◆ EXCERTO SELECIONADO ◆

O despertar do novo guerreiro


Vimara Peres:
 o guerreiro que reclamou o vale do Douro
Ainda estamos no início de 2015 e já sentimos de forma indelével a ação de Marte, Senhor de 2015. O Deus da Guerra, do terror, da raiva e da vingança vai recordar-nos, ao longo deste ano, tempos negros, de violência que pautaram a Idade do Ferro e do domínio patriarcal sob o jugo marcial do desejo de conquista e de domínio. Características que deixam no ar o cheiro a putrefação, de destruição e anuncia o regresso (que não é assim tão inesperado) à brutalidade da ignorância encapotada de matizes de uma suposta inteligência superior. Os atentados em Paris não foram casos de horror isolados: há quase todos os dias algo do género em países ditos do terceiro Mundo, etc. e tal, e a um nível microcósmico na sociedade dita civilizada, mas doente.

Mas será Marte uma divindade tão desprezível?????Não, não é. Marte contém uma poderosa energia de transformação e para a espoletar basta juntar uma dose equilibrada de inteligência elevada e teremos o fermento ideal para o crescimento, para a mudança, para o novo que se abre defronte dos nossos olhos -e só não veremos isso, caso não nos interesse. Pois bem: Marte é uma divindade romana, Ares para os gregos, Tiwaz para os nórdicos. Quaisquer que sejam os nomes, os rostos, as vestimentas, o objetivo vai dar ao mesmo destino: força masculina, virilidade, agressividade, mas também proteção e crescimento. Estranho, não é? Sim, mas só para aqueles que conhecem uma das vias: a destruição e o jugo.
 
Tiwaz é a divindade que impele os guerreiros à vitória, à coragem e também à justiça. Porque é Tiwaz que ilumina as Assembleias de Homens Livres (All Things) e brilha no céu sob a forma de Polaris, a estrela-guia de marinheiros e de guerreiros que se fazem ao mar em busca de bens e terras férteis. É o olho do céu que observa e vela pelo ser humano e o ajuda a ser mais feliz e realizado. Tiwaz é como o Marte romano que zela pela saúde e integridade do gado, pela produção dos solos e faz despontar a semente lançada à terra escura e húmida: ambos são portadores de vida e de fertilidade. Estas divindades não se limitam a derramar sangue (curiosamente Marte rege a hemoglobina): são duais, como todas as divindades, assim como nós somos duais. A ambivalência enriquece-nos, desde que saibamos usar as doses certas de cada uma das partes que ajudam a compor o todo.

◆ REQUISITOS DO EXERCÍCIO ◆
(1) Enumere os nomes que o texto sobre Marte dá ao deus da guerra e indique o povo associado a cada um.
(2) Prossiga o texto sobre Marte e Tiwaz a partir da última frase apresentada.

◆ INFORMAÇÃO FORNECIDA ◆
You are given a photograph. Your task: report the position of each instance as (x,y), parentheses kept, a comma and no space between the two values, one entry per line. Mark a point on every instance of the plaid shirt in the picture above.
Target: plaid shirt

◆ RESULTADOS DO EXERCÍCIO ◆
(1) Marte, para os romanos; Ares, para os gregos; Tiwaz, para os nórdicos.

(2)
O segredo está, pois, no equilíbrio.
 
Acabámos de nos despedir de um ano de Thurisaz e caminhamos à descoberta de um ano em que Uruz dominará. Uruz é uma runa vincadamente masculina, cujas características encaixam-se às de Marte. Quem participou nos meus workshops de Posturas Rúnicas sentiu no corpo e na mente a robustez de Uruz, a runa que mantém intacta a memória do Auroque que desapareceu na Europa há mais de cem anos. Uruz simboliza a força no estado mais selvagem, ou seja, mais puro e mais forte, e que enfrenta os obstáculos com uma persistência jovial. Não existem barreiras para Uruz, mas um horizonte vasto e inexplorado, excitante, por isso simboliza tudo o que é novo e saudável. Esta força não domesticada oferece-nos os instrumentos para eliminar o que é velho e caduco, e convence-nos a escutar a coragem que reside escondida dentro de nós. Sendo uma energia jovem, contém os mesmos riscos e perigos da adolescência. À confiança de Uruz é necessário acrescentar uns pozinhos de bom-senso para evitarmos catástrofes. É o velho dilema de Marte: dá-nos carradas de energia, mas dá-nos pouco paciência e moderação - o resultado nem sempre é construtivo.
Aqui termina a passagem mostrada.